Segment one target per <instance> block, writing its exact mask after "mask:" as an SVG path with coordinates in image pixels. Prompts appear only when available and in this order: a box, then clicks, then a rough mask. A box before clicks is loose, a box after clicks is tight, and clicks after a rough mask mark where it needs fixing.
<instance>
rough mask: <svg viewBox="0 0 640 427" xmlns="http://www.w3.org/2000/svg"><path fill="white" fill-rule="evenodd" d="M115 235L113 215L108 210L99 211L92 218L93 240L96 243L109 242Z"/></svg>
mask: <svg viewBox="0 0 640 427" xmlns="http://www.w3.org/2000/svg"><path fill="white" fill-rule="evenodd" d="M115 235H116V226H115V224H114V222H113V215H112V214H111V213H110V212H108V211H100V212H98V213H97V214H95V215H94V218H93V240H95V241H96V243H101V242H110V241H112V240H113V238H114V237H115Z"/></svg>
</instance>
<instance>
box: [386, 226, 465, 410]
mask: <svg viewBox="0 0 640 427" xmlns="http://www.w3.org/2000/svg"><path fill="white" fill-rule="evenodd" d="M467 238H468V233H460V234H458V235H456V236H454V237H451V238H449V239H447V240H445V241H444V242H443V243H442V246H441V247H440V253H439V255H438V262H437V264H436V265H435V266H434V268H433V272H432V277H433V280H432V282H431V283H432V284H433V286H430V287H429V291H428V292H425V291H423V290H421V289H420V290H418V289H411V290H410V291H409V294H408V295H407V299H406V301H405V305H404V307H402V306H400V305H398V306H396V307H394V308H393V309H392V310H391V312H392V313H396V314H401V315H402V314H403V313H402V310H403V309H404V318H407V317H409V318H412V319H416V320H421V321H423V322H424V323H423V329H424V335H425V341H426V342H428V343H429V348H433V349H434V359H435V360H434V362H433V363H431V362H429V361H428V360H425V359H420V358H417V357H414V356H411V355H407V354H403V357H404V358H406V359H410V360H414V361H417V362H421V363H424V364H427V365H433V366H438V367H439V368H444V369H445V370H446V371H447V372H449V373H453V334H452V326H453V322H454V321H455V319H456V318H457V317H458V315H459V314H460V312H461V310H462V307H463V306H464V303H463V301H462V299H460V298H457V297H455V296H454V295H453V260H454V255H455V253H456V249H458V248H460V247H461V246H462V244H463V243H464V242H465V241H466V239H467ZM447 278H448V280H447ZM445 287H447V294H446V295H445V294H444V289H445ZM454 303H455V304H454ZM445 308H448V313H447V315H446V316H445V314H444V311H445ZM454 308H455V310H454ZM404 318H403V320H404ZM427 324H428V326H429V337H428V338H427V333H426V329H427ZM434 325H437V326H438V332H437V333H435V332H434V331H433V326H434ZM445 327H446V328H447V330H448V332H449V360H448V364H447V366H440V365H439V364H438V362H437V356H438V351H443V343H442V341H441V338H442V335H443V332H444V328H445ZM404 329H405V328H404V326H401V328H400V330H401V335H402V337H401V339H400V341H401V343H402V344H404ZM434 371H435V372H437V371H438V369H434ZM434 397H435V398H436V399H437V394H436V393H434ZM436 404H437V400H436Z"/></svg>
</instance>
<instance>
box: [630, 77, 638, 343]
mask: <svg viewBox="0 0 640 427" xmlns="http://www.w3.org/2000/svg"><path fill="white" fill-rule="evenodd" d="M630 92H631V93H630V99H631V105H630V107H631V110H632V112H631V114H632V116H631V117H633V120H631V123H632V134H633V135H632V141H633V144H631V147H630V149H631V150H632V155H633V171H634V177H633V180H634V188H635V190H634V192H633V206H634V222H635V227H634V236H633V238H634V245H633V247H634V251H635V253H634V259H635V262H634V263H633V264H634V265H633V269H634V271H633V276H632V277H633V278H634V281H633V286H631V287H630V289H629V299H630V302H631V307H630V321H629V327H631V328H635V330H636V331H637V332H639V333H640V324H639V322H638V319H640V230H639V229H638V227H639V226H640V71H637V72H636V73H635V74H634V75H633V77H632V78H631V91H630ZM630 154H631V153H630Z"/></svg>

__PROBLEM STATEMENT__
Transcribe each entry exactly.

__SOLUTION TO THIS PROBLEM__
Segment one target per <instance> block, writing its exact mask after "mask:" as an SVG path with coordinates in image pixels. Prompts appear only when available and in this order: a box, then clicks, then a rough mask. A box before clicks is loose, a box after clicks is tight, and clicks after a rough mask mark where it needs fixing.
<instance>
rough mask: <svg viewBox="0 0 640 427" xmlns="http://www.w3.org/2000/svg"><path fill="white" fill-rule="evenodd" d="M115 235L113 215L108 210L99 211L92 218L93 240L96 243L109 242Z"/></svg>
mask: <svg viewBox="0 0 640 427" xmlns="http://www.w3.org/2000/svg"><path fill="white" fill-rule="evenodd" d="M115 235H116V226H115V224H114V222H113V215H112V214H111V213H110V212H108V211H100V212H98V213H97V214H95V215H94V218H93V240H95V241H96V243H101V242H110V241H112V240H113V238H114V237H115Z"/></svg>
</instance>
<instance>
box: [386, 226, 465, 410]
mask: <svg viewBox="0 0 640 427" xmlns="http://www.w3.org/2000/svg"><path fill="white" fill-rule="evenodd" d="M467 238H468V233H460V234H458V235H456V236H454V237H451V238H449V239H447V240H445V241H444V242H443V243H442V246H441V247H440V253H439V255H438V262H437V264H436V265H435V266H434V268H433V272H432V277H433V280H432V282H431V283H432V284H433V286H430V287H429V291H428V292H425V291H423V290H421V289H420V290H418V289H411V290H410V291H409V294H408V295H407V299H406V301H405V305H404V307H402V306H400V305H398V306H396V307H394V308H393V309H392V310H391V312H392V313H396V314H401V315H402V314H403V313H402V310H403V309H404V318H407V317H409V318H412V319H416V320H421V321H423V322H424V323H423V329H424V335H425V341H426V342H428V343H429V348H433V349H434V359H435V360H434V362H433V363H431V362H429V361H428V360H425V359H420V358H417V357H414V356H411V355H407V354H403V357H404V358H406V359H410V360H414V361H417V362H421V363H424V364H427V365H433V366H438V367H439V368H444V369H445V370H446V371H447V372H449V373H453V334H452V326H453V322H454V321H455V319H456V318H457V317H458V315H459V314H460V312H461V310H462V307H463V306H464V303H463V301H462V299H460V298H457V297H455V296H454V295H453V260H454V255H455V253H456V249H458V248H460V247H461V246H462V244H463V243H464V242H465V241H466V239H467ZM447 278H448V280H447ZM445 287H447V294H446V295H445V294H444V289H445ZM454 303H455V304H454ZM445 308H448V313H447V315H446V316H445V314H444V311H445ZM454 308H455V310H454ZM404 318H403V320H404ZM427 324H428V326H429V337H428V338H427V333H426V329H427ZM434 325H437V326H438V332H437V333H435V332H434V331H433V326H434ZM445 327H446V328H447V330H448V332H449V360H448V364H447V366H440V365H439V364H438V362H437V356H438V351H443V343H442V341H441V338H442V335H443V332H444V328H445ZM404 329H405V328H404V326H401V328H400V330H401V335H402V337H401V339H400V341H401V343H402V344H404ZM434 371H435V372H437V371H438V369H434ZM434 397H435V398H436V399H437V394H436V393H434ZM436 404H437V400H436Z"/></svg>
</instance>
<instance>
box: [630, 77, 638, 343]
mask: <svg viewBox="0 0 640 427" xmlns="http://www.w3.org/2000/svg"><path fill="white" fill-rule="evenodd" d="M630 92H631V93H630V99H631V105H630V107H631V110H632V112H631V114H632V116H631V117H633V120H631V123H632V134H633V135H632V141H633V144H631V147H630V149H631V150H632V155H633V171H634V177H633V180H634V188H635V190H634V192H633V206H634V222H635V227H634V236H633V238H634V245H633V247H634V251H635V253H634V259H635V262H634V263H633V264H634V265H633V269H634V271H633V276H632V277H633V278H634V281H633V286H631V287H630V289H629V299H630V302H631V307H630V321H629V327H631V328H635V330H636V331H637V332H639V333H640V324H639V322H638V319H640V230H639V229H638V227H639V226H640V71H637V72H636V73H635V74H634V75H633V77H632V78H631V91H630ZM630 154H631V153H630Z"/></svg>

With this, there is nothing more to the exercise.